_TASKS TO CARRY OUT_:
a: In the article on parents and social media, which two platforms does Bailee Morris use?
b: Please copy out the article on parents and social media from "Ellis said the" to "for each other.".

_EXTRACTED TEXT_:
....
Ellis said the purpose of her chronicling her family experiences is to document the deeper emotions that go into being a mom.

While Ellis uses social media to start meaningful conversations, Saratoga Springs resident and former BYU student Kate Neish uses it to share stories and images of her son, Teddy. 

“As far as social media and parenting goes, I really like social media,” Neish said. “I feel like a lot of the work that parents do with their children is silent and goes unnoticed.”

Neish said social media allows her to share the intensive work inherent in being a mom. While she acknowledged that parenting isn’t the most exciting work, she appreciates the community social media creates for parents to offer support for each other.

“I appreciate getting comments that say, ‘Hey, I know what you’re going through and that’s great, hang in there, being a parent is hard, you got this.'” Neish said. 

While Neish and Ellis focus their posts on triumphs and travails of motherhood, other families set their focus on a more general audience. Bailee Morris, a former BYU student and Vineyard, Utah, resident, uses Facebook and Instagram to spread messages of family topics most people would shy away from.

“I feel really strongly about putting content to the world that most people don’t talk about,” Morris said. “For example, the other day I posted on how I genuinely like working. I think that’s one of those topics that can be stigmatized in LDS culture.”

In addition to posting less-than-common conversation starters, Morris strives to post content on the internet that she feels will help their children’s self-esteem.

“I am teaching myself to say kind things to myself and hopefully showing my daughters and other people the importance of self-esteem,” Morris said.
....
Saved entries
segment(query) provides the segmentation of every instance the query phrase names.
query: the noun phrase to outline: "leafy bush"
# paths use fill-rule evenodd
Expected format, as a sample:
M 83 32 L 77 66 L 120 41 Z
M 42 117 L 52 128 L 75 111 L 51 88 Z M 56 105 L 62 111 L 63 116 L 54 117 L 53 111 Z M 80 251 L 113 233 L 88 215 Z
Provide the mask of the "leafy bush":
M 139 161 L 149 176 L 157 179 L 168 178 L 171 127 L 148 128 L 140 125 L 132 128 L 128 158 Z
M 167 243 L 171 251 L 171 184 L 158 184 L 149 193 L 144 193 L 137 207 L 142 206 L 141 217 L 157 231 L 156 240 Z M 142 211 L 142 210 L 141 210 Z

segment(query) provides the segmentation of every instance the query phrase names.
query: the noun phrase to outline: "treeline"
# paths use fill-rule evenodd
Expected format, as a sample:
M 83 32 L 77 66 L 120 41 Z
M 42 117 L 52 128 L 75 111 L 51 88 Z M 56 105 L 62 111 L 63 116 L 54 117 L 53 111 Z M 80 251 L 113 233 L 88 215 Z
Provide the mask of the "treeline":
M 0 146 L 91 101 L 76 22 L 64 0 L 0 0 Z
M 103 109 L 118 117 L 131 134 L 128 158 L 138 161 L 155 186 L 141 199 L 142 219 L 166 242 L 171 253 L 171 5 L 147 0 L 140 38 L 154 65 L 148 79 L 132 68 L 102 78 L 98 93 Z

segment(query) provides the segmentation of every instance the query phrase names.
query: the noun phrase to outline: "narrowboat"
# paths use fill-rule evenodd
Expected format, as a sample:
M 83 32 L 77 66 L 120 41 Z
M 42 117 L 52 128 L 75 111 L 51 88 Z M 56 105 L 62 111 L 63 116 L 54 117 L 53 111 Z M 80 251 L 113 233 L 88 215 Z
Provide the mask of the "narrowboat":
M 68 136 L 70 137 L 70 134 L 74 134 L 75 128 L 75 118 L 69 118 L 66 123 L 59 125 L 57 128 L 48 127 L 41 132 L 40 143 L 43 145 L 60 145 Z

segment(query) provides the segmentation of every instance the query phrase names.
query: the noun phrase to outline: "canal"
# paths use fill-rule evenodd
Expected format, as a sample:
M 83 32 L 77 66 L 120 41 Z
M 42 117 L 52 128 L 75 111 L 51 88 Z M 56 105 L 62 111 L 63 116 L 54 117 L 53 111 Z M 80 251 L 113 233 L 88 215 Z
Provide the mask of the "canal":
....
_TASK-BY-TASK OUTPUTS_:
a: Facebook and Instagram.

b:
Ellis said the purpose of her chronicling her family experiences is to document the deeper emotions that go into being a mom.

While Ellis uses social media to start meaningful conversations, Saratoga Springs resident and former BYU student Kate Neish uses it to share stories and images of her son, Teddy. 

“As far as social media and parenting goes, I really like social media,” Neish said. “I feel like a lot of the work that parents do with their children is silent and goes unnoticed.”

Neish said social media allows her to share the intensive work inherent in being a mom. While she acknowledged that parenting isn’t the most exciting work, she appreciates the community social media creates for parents to offer support for each other.